== PROVIDED DATA

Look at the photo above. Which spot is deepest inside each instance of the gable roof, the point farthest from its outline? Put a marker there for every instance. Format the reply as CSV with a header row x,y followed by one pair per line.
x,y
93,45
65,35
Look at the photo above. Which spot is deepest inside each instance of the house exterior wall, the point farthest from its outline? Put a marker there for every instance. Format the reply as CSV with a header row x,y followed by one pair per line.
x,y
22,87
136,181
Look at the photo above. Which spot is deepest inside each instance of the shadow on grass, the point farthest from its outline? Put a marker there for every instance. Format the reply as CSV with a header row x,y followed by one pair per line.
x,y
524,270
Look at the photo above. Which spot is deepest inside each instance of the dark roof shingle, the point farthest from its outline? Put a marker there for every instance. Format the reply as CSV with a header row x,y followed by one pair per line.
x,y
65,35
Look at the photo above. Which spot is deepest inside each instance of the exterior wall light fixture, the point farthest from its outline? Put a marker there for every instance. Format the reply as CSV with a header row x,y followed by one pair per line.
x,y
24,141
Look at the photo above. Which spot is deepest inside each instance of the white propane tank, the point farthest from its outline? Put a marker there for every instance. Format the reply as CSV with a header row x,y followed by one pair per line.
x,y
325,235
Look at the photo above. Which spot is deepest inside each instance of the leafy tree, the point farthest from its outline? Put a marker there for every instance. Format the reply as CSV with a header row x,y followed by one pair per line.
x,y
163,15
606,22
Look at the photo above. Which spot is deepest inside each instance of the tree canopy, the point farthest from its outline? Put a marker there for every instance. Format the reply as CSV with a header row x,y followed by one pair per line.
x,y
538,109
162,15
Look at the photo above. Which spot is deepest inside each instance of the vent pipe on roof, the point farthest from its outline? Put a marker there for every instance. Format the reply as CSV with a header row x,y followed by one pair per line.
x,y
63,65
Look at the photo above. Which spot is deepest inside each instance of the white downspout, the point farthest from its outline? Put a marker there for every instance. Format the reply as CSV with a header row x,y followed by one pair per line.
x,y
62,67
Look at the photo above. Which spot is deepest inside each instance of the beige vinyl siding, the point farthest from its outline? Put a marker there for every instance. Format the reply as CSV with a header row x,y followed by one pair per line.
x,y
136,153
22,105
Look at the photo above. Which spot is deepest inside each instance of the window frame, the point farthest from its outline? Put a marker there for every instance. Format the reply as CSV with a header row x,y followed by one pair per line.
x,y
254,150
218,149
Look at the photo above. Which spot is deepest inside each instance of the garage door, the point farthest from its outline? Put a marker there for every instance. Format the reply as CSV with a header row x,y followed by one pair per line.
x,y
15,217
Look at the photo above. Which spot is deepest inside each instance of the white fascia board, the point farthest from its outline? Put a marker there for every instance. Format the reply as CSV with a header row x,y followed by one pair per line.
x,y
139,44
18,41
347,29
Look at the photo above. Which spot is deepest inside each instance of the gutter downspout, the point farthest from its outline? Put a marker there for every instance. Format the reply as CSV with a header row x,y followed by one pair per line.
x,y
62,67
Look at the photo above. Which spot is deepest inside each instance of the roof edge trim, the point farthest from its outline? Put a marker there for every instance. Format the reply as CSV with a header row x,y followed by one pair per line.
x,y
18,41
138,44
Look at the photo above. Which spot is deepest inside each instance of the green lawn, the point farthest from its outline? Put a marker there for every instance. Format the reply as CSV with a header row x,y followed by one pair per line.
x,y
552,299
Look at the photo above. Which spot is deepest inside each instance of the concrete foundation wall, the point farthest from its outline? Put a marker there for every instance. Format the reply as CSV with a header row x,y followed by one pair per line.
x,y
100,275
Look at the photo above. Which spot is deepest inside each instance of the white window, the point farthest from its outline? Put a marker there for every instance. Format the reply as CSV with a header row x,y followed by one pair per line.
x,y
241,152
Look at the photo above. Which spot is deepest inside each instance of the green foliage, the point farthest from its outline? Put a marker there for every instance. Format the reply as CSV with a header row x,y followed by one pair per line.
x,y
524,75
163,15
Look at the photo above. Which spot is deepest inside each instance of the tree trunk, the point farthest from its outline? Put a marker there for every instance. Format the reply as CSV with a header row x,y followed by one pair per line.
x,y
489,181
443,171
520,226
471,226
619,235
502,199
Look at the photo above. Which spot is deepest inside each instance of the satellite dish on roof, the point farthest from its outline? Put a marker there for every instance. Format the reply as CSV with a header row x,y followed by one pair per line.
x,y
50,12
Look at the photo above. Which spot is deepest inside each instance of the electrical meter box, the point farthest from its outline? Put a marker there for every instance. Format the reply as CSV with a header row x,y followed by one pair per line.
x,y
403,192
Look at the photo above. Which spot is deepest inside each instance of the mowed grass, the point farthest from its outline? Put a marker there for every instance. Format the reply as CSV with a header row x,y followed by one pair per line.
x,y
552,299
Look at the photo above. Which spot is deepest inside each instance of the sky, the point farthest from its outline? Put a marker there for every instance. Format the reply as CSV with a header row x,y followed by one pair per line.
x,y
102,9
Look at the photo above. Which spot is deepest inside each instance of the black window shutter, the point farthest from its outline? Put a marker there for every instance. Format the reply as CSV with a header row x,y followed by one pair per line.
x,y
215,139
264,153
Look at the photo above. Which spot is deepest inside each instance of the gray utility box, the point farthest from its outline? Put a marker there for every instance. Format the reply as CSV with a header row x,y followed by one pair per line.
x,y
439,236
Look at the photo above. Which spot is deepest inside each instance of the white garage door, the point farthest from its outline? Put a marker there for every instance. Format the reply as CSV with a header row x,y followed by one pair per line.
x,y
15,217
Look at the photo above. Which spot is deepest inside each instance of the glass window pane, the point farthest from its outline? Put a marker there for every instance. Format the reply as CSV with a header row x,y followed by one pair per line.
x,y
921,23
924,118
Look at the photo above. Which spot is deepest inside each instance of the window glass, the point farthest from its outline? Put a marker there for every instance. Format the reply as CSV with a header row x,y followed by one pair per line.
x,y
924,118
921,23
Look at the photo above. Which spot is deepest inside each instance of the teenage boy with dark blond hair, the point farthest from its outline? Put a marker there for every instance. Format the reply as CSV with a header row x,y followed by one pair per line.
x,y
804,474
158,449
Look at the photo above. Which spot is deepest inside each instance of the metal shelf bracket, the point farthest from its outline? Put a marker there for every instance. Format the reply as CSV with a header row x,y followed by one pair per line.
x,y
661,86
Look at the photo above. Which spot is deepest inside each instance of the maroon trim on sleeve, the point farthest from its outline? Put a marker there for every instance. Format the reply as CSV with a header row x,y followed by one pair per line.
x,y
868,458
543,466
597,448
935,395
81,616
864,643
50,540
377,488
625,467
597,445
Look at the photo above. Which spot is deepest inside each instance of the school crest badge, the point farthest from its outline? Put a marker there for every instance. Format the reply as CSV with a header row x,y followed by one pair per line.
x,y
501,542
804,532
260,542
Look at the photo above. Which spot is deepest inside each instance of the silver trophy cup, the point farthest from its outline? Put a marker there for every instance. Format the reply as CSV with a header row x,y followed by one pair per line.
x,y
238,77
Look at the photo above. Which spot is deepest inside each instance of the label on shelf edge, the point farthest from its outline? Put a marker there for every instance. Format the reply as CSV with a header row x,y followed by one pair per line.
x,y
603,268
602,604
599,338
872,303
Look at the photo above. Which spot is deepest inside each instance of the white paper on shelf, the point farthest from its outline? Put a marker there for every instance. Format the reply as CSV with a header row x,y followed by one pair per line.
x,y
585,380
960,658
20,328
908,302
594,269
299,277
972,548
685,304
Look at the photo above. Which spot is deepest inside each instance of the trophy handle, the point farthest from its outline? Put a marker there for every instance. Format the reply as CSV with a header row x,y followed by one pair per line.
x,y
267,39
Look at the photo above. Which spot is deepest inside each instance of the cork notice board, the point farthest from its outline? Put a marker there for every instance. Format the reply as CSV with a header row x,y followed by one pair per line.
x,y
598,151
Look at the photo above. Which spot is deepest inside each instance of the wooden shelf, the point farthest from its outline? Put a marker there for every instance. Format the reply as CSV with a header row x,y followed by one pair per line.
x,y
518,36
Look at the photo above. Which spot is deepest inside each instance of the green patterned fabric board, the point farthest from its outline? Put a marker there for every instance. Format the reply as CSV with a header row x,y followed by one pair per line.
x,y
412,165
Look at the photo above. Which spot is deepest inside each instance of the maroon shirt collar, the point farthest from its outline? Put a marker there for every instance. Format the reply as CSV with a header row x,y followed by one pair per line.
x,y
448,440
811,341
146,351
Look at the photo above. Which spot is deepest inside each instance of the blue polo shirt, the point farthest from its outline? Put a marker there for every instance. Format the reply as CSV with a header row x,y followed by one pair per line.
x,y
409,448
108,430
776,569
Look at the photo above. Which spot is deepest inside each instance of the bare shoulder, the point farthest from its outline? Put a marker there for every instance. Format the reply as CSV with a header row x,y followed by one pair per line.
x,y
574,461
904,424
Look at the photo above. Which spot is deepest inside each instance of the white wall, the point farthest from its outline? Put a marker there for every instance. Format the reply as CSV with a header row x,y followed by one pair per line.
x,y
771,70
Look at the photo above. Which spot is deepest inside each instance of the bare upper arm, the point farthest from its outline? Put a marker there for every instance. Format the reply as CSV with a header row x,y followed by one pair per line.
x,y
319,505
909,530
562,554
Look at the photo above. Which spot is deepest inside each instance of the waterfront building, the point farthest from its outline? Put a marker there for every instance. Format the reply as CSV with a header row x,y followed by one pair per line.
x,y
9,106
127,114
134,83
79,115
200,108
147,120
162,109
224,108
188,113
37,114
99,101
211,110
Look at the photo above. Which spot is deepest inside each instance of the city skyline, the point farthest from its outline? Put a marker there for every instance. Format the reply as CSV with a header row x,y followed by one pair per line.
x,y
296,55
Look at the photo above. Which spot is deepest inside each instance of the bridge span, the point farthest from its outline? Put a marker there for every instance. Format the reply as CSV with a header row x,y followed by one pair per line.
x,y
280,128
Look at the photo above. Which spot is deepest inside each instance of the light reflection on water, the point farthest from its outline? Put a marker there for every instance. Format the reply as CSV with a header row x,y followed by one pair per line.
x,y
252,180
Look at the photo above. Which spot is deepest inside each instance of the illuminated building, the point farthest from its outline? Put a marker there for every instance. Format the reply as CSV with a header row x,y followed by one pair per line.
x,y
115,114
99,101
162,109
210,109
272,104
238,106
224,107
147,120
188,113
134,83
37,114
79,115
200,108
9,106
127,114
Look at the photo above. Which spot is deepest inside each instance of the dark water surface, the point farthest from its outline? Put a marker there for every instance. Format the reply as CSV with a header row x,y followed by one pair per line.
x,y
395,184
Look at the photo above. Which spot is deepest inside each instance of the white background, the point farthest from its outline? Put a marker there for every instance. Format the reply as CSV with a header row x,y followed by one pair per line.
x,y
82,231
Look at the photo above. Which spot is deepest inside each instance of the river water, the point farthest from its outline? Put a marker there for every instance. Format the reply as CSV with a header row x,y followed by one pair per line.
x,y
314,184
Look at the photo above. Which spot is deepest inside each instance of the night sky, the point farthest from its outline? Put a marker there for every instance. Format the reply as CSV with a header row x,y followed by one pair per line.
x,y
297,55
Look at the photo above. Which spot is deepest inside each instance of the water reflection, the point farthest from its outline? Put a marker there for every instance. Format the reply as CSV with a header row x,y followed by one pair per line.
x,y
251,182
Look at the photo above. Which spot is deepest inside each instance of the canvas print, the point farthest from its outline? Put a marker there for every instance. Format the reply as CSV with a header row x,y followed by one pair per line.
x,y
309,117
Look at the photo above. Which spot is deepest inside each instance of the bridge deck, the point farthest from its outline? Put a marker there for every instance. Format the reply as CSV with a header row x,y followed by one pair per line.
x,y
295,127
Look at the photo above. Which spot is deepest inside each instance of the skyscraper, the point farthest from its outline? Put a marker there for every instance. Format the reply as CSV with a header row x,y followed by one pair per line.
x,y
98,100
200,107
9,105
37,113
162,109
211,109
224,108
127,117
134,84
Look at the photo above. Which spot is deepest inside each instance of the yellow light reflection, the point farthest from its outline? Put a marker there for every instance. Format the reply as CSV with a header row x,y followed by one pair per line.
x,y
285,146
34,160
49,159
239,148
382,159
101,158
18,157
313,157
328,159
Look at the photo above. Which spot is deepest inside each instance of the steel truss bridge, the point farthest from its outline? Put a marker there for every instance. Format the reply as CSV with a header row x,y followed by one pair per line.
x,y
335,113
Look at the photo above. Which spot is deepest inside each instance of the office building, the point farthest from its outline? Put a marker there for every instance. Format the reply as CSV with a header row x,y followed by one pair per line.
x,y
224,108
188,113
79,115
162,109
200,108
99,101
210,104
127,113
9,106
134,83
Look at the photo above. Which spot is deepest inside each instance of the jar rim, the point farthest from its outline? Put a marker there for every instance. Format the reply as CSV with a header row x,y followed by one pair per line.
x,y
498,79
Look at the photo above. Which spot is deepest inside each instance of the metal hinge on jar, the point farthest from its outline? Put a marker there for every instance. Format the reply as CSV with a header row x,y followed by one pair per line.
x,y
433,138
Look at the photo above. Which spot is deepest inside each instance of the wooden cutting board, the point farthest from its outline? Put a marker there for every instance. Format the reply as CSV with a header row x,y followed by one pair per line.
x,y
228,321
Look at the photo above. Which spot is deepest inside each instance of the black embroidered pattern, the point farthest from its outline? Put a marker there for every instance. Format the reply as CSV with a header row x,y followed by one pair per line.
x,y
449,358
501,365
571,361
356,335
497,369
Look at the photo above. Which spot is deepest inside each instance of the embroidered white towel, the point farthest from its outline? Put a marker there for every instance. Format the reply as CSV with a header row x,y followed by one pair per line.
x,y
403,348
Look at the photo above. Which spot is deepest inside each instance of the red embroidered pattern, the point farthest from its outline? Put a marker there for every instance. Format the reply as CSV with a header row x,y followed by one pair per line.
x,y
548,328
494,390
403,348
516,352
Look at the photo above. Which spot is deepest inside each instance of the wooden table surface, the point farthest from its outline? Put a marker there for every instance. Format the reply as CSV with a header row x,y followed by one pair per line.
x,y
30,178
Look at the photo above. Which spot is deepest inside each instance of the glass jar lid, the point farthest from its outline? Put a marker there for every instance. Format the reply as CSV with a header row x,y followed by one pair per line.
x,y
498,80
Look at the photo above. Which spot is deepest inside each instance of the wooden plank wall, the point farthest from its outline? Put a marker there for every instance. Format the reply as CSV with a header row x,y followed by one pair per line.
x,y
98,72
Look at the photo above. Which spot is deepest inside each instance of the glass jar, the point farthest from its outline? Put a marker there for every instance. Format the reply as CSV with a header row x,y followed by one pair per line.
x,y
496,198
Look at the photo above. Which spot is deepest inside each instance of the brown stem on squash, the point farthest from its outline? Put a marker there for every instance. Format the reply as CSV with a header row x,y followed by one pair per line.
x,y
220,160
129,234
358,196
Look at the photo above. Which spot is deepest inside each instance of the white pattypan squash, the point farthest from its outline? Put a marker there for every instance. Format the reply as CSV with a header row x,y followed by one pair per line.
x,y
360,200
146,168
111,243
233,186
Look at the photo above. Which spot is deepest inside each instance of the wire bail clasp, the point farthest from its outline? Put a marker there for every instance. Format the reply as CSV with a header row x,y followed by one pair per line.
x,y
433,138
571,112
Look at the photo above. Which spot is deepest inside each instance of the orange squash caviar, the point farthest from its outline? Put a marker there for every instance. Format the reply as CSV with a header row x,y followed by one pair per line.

====

• [AIM OF THE TASK]
Only one span of lines is wanted: the line with "glass jar, the" and every line after it to the end of the entries, output exactly.

• [RESPONSE TO THE TASK]
Look at the photo above. Which spot is deepest inside each instance of the glass jar, the point farthest from its outline? Put a marker there for every instance. Format the reply as CSV with a header row x,y followed by one pair per line.
x,y
496,198
Look at the photo above. Which spot is deepest inside each instance of the brown stem on squash, the point farthest from its outline? Put a marker there for every instance. Format the reply as CSV with a header row x,y followed by one pair per line.
x,y
220,160
129,234
358,196
Look at the photo above. Which spot is deepest inside each instance of the white pattypan squash, the point farthest from its outline? Put a marker there for every instance. Format the reply as CSV with a header row x,y followed by one pair per line.
x,y
360,200
146,168
111,243
233,186
Look at the photo above. Which spot is deepest inside each instance of the wire bail clasp, the point farthest from its outline? Put a marker there for every instance. Format the reply as CSV with a header row x,y followed by one pair per line.
x,y
433,138
571,112
Look at the photo above. Which spot is deepest inside each instance of the orange squash caviar, the point farthest from its outline? Put a marker there for every instance. Format the reply as CSV with a header row x,y followed by one pair per line.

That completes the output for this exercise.